AIM OF THE TASK: All lines below must be repeated exactly, with the pictures omitted.

** Begin RECORD EXCERPTS **

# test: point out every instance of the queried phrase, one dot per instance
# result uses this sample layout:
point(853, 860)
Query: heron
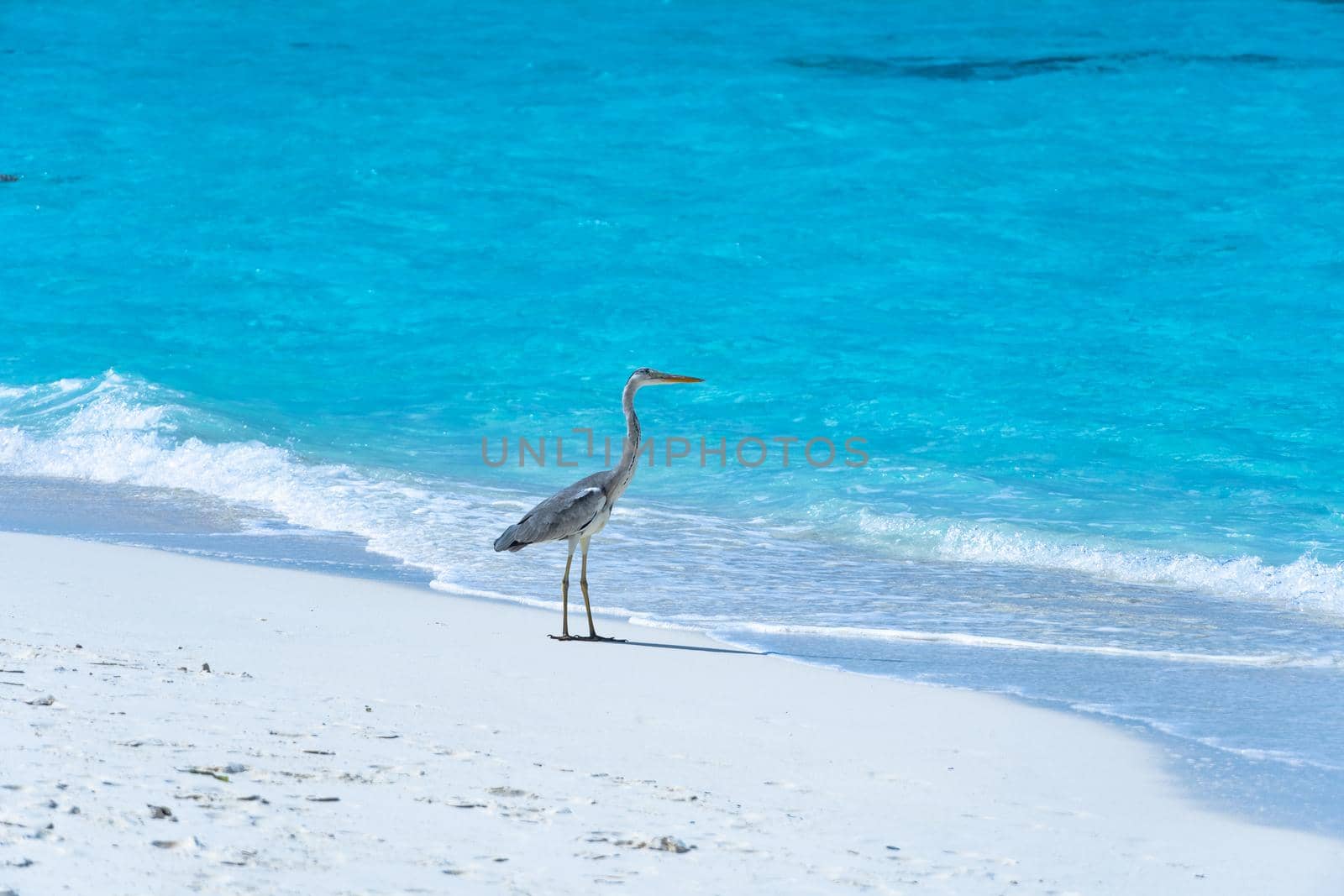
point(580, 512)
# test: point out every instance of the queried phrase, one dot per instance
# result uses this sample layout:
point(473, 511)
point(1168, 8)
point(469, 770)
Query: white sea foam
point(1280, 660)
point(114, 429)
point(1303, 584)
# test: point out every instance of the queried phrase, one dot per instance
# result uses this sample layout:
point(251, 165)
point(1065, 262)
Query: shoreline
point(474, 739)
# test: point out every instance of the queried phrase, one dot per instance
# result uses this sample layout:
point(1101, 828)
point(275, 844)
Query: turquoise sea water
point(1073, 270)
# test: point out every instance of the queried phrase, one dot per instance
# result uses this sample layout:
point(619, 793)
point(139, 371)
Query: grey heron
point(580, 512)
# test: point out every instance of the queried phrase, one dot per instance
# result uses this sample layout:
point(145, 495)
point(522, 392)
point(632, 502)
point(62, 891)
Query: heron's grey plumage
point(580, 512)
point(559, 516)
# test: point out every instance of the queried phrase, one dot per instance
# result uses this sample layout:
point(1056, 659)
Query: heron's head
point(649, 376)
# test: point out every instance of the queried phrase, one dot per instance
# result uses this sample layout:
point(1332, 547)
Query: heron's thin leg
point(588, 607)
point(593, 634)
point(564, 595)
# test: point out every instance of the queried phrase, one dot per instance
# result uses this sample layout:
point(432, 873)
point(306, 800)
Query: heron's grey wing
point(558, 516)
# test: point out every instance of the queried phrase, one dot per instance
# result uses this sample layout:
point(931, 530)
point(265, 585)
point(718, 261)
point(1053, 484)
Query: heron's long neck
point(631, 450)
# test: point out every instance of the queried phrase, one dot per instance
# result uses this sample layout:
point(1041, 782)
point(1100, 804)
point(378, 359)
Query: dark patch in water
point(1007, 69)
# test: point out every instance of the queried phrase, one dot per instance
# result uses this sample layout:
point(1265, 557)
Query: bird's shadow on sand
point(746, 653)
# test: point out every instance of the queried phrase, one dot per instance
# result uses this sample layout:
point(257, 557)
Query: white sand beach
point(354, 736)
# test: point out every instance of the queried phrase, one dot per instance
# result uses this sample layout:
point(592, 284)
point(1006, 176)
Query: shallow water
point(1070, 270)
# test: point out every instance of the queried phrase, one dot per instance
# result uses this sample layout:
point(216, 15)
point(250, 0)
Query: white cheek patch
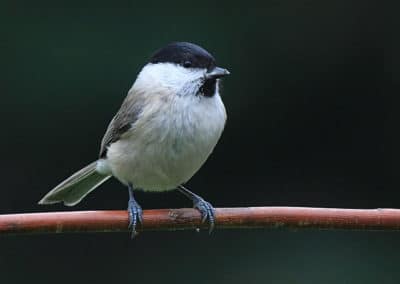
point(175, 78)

** End RECORD EXCERPTS **

EXERCISE RESULT:
# test: point out every instance of the queried phrase, one dot per instance
# result uses this sample layout:
point(853, 860)
Query: heron
point(580, 512)
# test: point out every instance of the queried phrase, one dot per instance
# result uses this sample layout:
point(473, 511)
point(1168, 8)
point(469, 770)
Query: white sea foam
point(1280, 660)
point(114, 429)
point(1303, 584)
# test: point out every instance of the queried phrase, one dot per instance
# result uses this sample layout:
point(251, 165)
point(1065, 262)
Query: shoreline
point(474, 739)
# test: point out every instance of the queried phrase, one dot per instance
# result uses this sample layout:
point(1101, 828)
point(275, 844)
Query: turquoise sea water
point(1073, 270)
# test: point out every instance of the queried phrase, one dot per instance
# result uses this sample layout:
point(619, 793)
point(139, 371)
Query: grey heron
point(580, 512)
# test: point out every instance of the queried phrase, one dot per instance
# result uses this sample layout:
point(145, 495)
point(522, 392)
point(632, 502)
point(62, 891)
Query: heron's grey plumage
point(580, 512)
point(559, 516)
# test: point out every instance of the queried phrase, one dot per instance
# result uses this sample layout:
point(1056, 659)
Query: heron's head
point(649, 376)
# test: point out every instance of the queried phrase, one dot per instance
# result uses this sample layout:
point(1332, 547)
Query: heron's thin leg
point(588, 607)
point(593, 634)
point(564, 595)
# test: point out every instance of the queried phrase, one dot per instance
# result uses this sample layout:
point(432, 873)
point(306, 800)
Query: heron's grey wing
point(558, 516)
# test: point out every instance of the queried phrase, one dot per instance
# result uses this sample layout:
point(931, 530)
point(265, 585)
point(718, 261)
point(1053, 484)
Query: heron's long neck
point(631, 450)
# test: point out every instance of the queried phrase, one dot per instance
# result uses this sample layout:
point(1041, 782)
point(1100, 804)
point(378, 359)
Query: dark patch in water
point(1007, 69)
# test: point out every instance of the queried phrase, one dot per instance
# result uses this sample layout:
point(1265, 557)
Query: bird's shadow on sand
point(746, 653)
# test: point out every instance of the queried phrase, one dot per instance
# result uses this sample layout:
point(257, 557)
Query: white sand beach
point(354, 736)
# test: point out every instance of the queried phrase, one dot per instance
# result uses this sample layout:
point(592, 284)
point(1006, 176)
Query: shallow water
point(1070, 270)
# test: point out every instance of the queried phrase, one dot per instance
# result uses this sample layout:
point(216, 15)
point(250, 0)
Query: white cheek patch
point(175, 78)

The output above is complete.